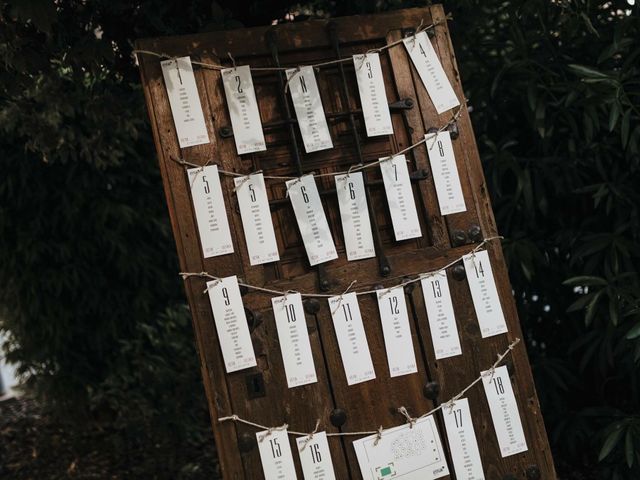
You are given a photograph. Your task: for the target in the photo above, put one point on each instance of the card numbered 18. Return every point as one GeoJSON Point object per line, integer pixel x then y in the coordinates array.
{"type": "Point", "coordinates": [504, 411]}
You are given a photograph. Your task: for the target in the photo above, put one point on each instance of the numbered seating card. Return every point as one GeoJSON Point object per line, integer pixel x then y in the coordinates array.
{"type": "Point", "coordinates": [256, 219]}
{"type": "Point", "coordinates": [504, 412]}
{"type": "Point", "coordinates": [211, 213]}
{"type": "Point", "coordinates": [352, 339]}
{"type": "Point", "coordinates": [293, 337]}
{"type": "Point", "coordinates": [403, 452]}
{"type": "Point", "coordinates": [462, 441]}
{"type": "Point", "coordinates": [312, 221]}
{"type": "Point", "coordinates": [315, 457]}
{"type": "Point", "coordinates": [445, 173]}
{"type": "Point", "coordinates": [275, 455]}
{"type": "Point", "coordinates": [184, 101]}
{"type": "Point", "coordinates": [375, 107]}
{"type": "Point", "coordinates": [433, 76]}
{"type": "Point", "coordinates": [231, 324]}
{"type": "Point", "coordinates": [397, 332]}
{"type": "Point", "coordinates": [484, 294]}
{"type": "Point", "coordinates": [243, 109]}
{"type": "Point", "coordinates": [402, 206]}
{"type": "Point", "coordinates": [354, 215]}
{"type": "Point", "coordinates": [442, 321]}
{"type": "Point", "coordinates": [309, 111]}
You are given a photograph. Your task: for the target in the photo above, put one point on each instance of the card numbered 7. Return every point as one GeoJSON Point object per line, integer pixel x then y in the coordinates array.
{"type": "Point", "coordinates": [402, 205]}
{"type": "Point", "coordinates": [504, 411]}
{"type": "Point", "coordinates": [184, 100]}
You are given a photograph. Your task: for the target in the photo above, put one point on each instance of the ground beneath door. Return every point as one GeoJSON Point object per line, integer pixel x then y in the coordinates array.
{"type": "Point", "coordinates": [33, 446]}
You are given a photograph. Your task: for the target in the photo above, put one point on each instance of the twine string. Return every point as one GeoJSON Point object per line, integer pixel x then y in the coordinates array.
{"type": "Point", "coordinates": [215, 66]}
{"type": "Point", "coordinates": [417, 278]}
{"type": "Point", "coordinates": [380, 430]}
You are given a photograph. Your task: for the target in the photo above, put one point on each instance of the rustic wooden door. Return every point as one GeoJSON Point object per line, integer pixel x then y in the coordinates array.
{"type": "Point", "coordinates": [260, 393]}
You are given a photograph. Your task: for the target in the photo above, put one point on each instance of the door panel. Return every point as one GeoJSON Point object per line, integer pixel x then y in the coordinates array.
{"type": "Point", "coordinates": [260, 394]}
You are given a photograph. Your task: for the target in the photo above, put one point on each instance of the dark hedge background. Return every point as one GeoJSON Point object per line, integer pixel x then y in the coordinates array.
{"type": "Point", "coordinates": [90, 297]}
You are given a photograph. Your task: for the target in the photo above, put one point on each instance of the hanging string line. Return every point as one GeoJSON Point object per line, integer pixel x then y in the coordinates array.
{"type": "Point", "coordinates": [352, 169]}
{"type": "Point", "coordinates": [215, 66]}
{"type": "Point", "coordinates": [186, 275]}
{"type": "Point", "coordinates": [379, 432]}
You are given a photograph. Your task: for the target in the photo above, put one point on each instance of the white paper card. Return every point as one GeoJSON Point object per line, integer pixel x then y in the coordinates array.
{"type": "Point", "coordinates": [442, 320]}
{"type": "Point", "coordinates": [311, 219]}
{"type": "Point", "coordinates": [402, 205]}
{"type": "Point", "coordinates": [431, 73]}
{"type": "Point", "coordinates": [504, 412]}
{"type": "Point", "coordinates": [315, 457]}
{"type": "Point", "coordinates": [445, 173]}
{"type": "Point", "coordinates": [185, 102]}
{"type": "Point", "coordinates": [275, 455]}
{"type": "Point", "coordinates": [373, 97]}
{"type": "Point", "coordinates": [294, 340]}
{"type": "Point", "coordinates": [309, 111]}
{"type": "Point", "coordinates": [397, 332]}
{"type": "Point", "coordinates": [354, 215]}
{"type": "Point", "coordinates": [352, 339]}
{"type": "Point", "coordinates": [402, 452]}
{"type": "Point", "coordinates": [211, 214]}
{"type": "Point", "coordinates": [243, 109]}
{"type": "Point", "coordinates": [256, 219]}
{"type": "Point", "coordinates": [484, 294]}
{"type": "Point", "coordinates": [462, 441]}
{"type": "Point", "coordinates": [231, 324]}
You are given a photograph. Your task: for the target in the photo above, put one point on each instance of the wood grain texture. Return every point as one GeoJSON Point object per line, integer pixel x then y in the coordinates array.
{"type": "Point", "coordinates": [372, 403]}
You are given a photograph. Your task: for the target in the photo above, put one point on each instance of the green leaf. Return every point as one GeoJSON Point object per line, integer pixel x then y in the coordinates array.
{"type": "Point", "coordinates": [628, 448]}
{"type": "Point", "coordinates": [586, 280]}
{"type": "Point", "coordinates": [633, 333]}
{"type": "Point", "coordinates": [611, 441]}
{"type": "Point", "coordinates": [587, 72]}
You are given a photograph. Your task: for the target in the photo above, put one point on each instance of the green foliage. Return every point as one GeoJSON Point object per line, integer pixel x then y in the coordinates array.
{"type": "Point", "coordinates": [87, 261]}
{"type": "Point", "coordinates": [555, 88]}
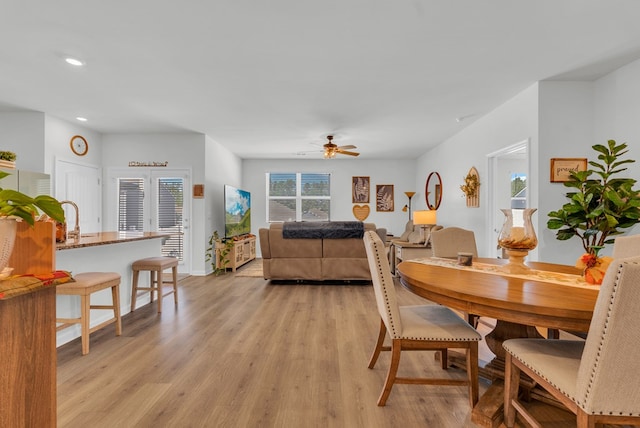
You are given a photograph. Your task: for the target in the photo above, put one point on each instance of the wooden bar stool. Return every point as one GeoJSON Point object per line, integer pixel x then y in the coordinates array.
{"type": "Point", "coordinates": [155, 266]}
{"type": "Point", "coordinates": [85, 284]}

▸ WHAT NEEDS TO BE DONE
Output all of the data exactly as it stands, minus any images.

▸ RESULT BELOW
You are given a photograph. Your task: for the target in the photo above, put one point on each instance of the card numbered 18. Return every point as one GeoJSON Point object per line, integer pixel x then y in the coordinates array.
{"type": "Point", "coordinates": [504, 411]}
You are given a photograph. Your task: for the target in the photo above, put one point on each instance of the numbered seating card. Return every point as one GeoJSON Point object per line, integer pixel x then y in the coordinates array.
{"type": "Point", "coordinates": [256, 219]}
{"type": "Point", "coordinates": [504, 412]}
{"type": "Point", "coordinates": [211, 213]}
{"type": "Point", "coordinates": [352, 339]}
{"type": "Point", "coordinates": [293, 337]}
{"type": "Point", "coordinates": [403, 452]}
{"type": "Point", "coordinates": [462, 441]}
{"type": "Point", "coordinates": [312, 221]}
{"type": "Point", "coordinates": [315, 457]}
{"type": "Point", "coordinates": [445, 173]}
{"type": "Point", "coordinates": [275, 455]}
{"type": "Point", "coordinates": [184, 101]}
{"type": "Point", "coordinates": [375, 107]}
{"type": "Point", "coordinates": [433, 76]}
{"type": "Point", "coordinates": [231, 324]}
{"type": "Point", "coordinates": [397, 332]}
{"type": "Point", "coordinates": [484, 294]}
{"type": "Point", "coordinates": [243, 109]}
{"type": "Point", "coordinates": [402, 206]}
{"type": "Point", "coordinates": [354, 215]}
{"type": "Point", "coordinates": [442, 321]}
{"type": "Point", "coordinates": [309, 111]}
You are given a photograph. Your task: for the target in the photo above, put one point on each instance of the card numbered 7. Return every point as one GeoJSON Point object per line, integer pixel x then y in the coordinates array.
{"type": "Point", "coordinates": [402, 205]}
{"type": "Point", "coordinates": [504, 411]}
{"type": "Point", "coordinates": [184, 100]}
You are given a photograph. Your task: for the target in the photo above, put one point on each instance of the ground beneath door. Return every point as one GeoJSON Point object per line, integer pixel x then y in the coordinates array.
{"type": "Point", "coordinates": [33, 446]}
You are given a photograph. Your task: for the target in the photo above, put one point on each instance of the twine string. Return every point as one GeoJSON Point object per line, integer pixel x then y in the coordinates array.
{"type": "Point", "coordinates": [215, 66]}
{"type": "Point", "coordinates": [417, 278]}
{"type": "Point", "coordinates": [380, 430]}
You are given a photograph. Your task: for the target in the photo above, put one point on each instance of the rustic wooden door. Return every point as one GeoJSON Point object per line, integer pixel x then y in the coordinates array.
{"type": "Point", "coordinates": [260, 393]}
You are given a photograph. Your task: for the target in the photo above, put one point on each instance of the door panel. Return every point as one GeoJSON Point object per line, integer pixel x then y in the coordinates array.
{"type": "Point", "coordinates": [260, 394]}
You are given a photograph. Your task: for the target in the photo above, put one point on each instance of the dark hedge background. Return every point as one GeoJSON Point object per line, integer pixel x then y in the coordinates array.
{"type": "Point", "coordinates": [90, 297]}
You are given a photograph. Your task: for the target in the photo above, put one point on each instance of the hanging string line. Return every point as one GeoJSON Point object per line, integer pixel x then y in the coordinates array.
{"type": "Point", "coordinates": [352, 169]}
{"type": "Point", "coordinates": [215, 66]}
{"type": "Point", "coordinates": [186, 275]}
{"type": "Point", "coordinates": [379, 432]}
You are given a photograph. Your task: for the target in the photo above, put one point on each instance of the white paper card. Return every point as one GeoJSON Point object per line, integer pixel x then y in the coordinates array.
{"type": "Point", "coordinates": [442, 320]}
{"type": "Point", "coordinates": [311, 219]}
{"type": "Point", "coordinates": [402, 205]}
{"type": "Point", "coordinates": [431, 73]}
{"type": "Point", "coordinates": [504, 412]}
{"type": "Point", "coordinates": [315, 457]}
{"type": "Point", "coordinates": [445, 173]}
{"type": "Point", "coordinates": [185, 102]}
{"type": "Point", "coordinates": [275, 455]}
{"type": "Point", "coordinates": [373, 97]}
{"type": "Point", "coordinates": [294, 340]}
{"type": "Point", "coordinates": [309, 111]}
{"type": "Point", "coordinates": [397, 332]}
{"type": "Point", "coordinates": [354, 215]}
{"type": "Point", "coordinates": [352, 339]}
{"type": "Point", "coordinates": [402, 452]}
{"type": "Point", "coordinates": [211, 214]}
{"type": "Point", "coordinates": [243, 109]}
{"type": "Point", "coordinates": [256, 219]}
{"type": "Point", "coordinates": [484, 294]}
{"type": "Point", "coordinates": [462, 441]}
{"type": "Point", "coordinates": [231, 324]}
You are given a photograph. Your task: for the target in the photo above, put one point on each instance of the wood grain texture. Return every point as one GeoJSON Point object per line, integer pixel x then y in the coordinates array.
{"type": "Point", "coordinates": [372, 403]}
You are given a photograph. Your task: for the target in the photo above, put one point on each instance of the green leaf. Return every point as one GeoJSON Point object per line, integer pixel x then y in the coordinates array.
{"type": "Point", "coordinates": [628, 448]}
{"type": "Point", "coordinates": [586, 280]}
{"type": "Point", "coordinates": [633, 333]}
{"type": "Point", "coordinates": [611, 441]}
{"type": "Point", "coordinates": [587, 72]}
You are given a photograph. Your task: for the target in the photo above, put one point on each instance of the green foliage. Return every point as one GeoJSON Point object per line, integer pixel x then y in the coordinates array.
{"type": "Point", "coordinates": [87, 261]}
{"type": "Point", "coordinates": [555, 88]}
You are given a photograph. Your task: for the target in the photo above, put one point on each instance of the wooden bar stool. Return every point as one GeoJSON Point object per line, integer pixel x then y in the coordinates array.
{"type": "Point", "coordinates": [155, 266]}
{"type": "Point", "coordinates": [85, 284]}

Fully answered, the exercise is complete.